Excerpted passage »
·····
This was exactly the case in John Brown’s crimes.
Now Nzinga, who was considered an evil pagan bitch by European superpowers in her own lifetime, WAS a freedom fighter- she was fighting to protect her people and her land from foreign domination and did a damned good job of it; Angola remained safe for her lifetime.
Harriet Tubman was definitely a hero. She traveled armed and may well have killed during her ‘career’, but if she did you can be reasonably certain it was in self defense. This was a woman who was illiterate, cataplectic (i.e. subject to narcoleptic blackouts), and mean as she had to be, but she was focused and sane. She had endured horrible abuse at the hands of her owners and overseers and would have been justified by temporary insanity if she’d killed her master who made her pull a wagon filled with rocks or the overseer who exposed her brain in a beating (though she’d have been hanged instead if she had killed them). Key differences in her and Brown though: Tubman knew what she could and couldn’t accomplish and if she did kill anybody it was justifiable. She broke the law every time she helped slaves escape to Canada, but this is a case where using presentism OR judging her by the prism of her own society she can still be seen as a heroine and as a freedom fighter. If she killed anybody, and she probably did (several biographers in her lifetime implied she did but obviously if she did they couldn’t say it because even in 1910 she could conceivably have been tried for murder since slavery was legal at the time of the crime) you can be pretty sure it was in self defense or otherwise necessary at the time- she wasn’t just killing people willy nilly because of their allegiances like Brown did in Kansas or for some crazed and doomed-to-fail-not-a-snowball’s-chance-in-hell-chance-of-success scheme like Brown’s at Harper’s Ferry. The biggest difference perhaps: not one person went free because of Brown; dozens did because of Tubman.
·····
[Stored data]
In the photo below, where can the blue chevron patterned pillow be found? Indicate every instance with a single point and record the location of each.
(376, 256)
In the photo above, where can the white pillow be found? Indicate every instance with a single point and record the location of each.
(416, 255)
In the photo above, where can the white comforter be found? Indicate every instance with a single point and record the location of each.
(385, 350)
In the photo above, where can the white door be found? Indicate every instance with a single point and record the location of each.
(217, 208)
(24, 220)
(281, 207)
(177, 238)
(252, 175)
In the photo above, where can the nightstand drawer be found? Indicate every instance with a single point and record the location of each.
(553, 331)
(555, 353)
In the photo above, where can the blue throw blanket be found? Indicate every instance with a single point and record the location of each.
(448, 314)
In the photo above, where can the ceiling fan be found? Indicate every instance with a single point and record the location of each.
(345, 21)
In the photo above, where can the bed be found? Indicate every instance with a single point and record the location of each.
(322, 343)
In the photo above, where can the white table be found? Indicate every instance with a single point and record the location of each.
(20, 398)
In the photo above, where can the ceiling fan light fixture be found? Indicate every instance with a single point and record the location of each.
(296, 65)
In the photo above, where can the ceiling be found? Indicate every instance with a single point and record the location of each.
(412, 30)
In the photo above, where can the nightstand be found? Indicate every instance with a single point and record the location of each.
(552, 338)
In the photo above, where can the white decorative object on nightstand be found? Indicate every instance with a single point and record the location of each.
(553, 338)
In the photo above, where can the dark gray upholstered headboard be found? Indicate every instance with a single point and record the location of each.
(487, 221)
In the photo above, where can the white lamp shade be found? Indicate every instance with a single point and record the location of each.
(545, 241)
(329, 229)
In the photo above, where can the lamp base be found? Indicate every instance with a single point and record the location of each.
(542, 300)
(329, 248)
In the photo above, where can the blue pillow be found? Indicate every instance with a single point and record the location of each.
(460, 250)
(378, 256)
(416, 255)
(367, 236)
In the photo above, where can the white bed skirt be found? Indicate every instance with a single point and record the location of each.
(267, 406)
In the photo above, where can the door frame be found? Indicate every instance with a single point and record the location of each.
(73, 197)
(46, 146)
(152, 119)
·····
Given problem 1 » Copy out the passage comparing John Brown with Nzinga and Harriet Tubman, beginning at the words "This was exactly" and stopping after "for her lifetime.". Swap "Angola" for "Ndongo" as you go.
Given problem 2 » In the passage comparing John Brown with Nzinga and Harriet Tubman, what did Tubman's master make her pull?

Exercise result 1 »
This was exactly the case in John Brown’s crimes.
Now Nzinga, who was considered an evil pagan bitch by European superpowers in her own lifetime, WAS a freedom fighter- she was fighting to protect her people and her land from foreign domination and did a damned good job of it; Ndongo remained safe for her lifetime.

Exercise result 2 » A wagon filled with rocks.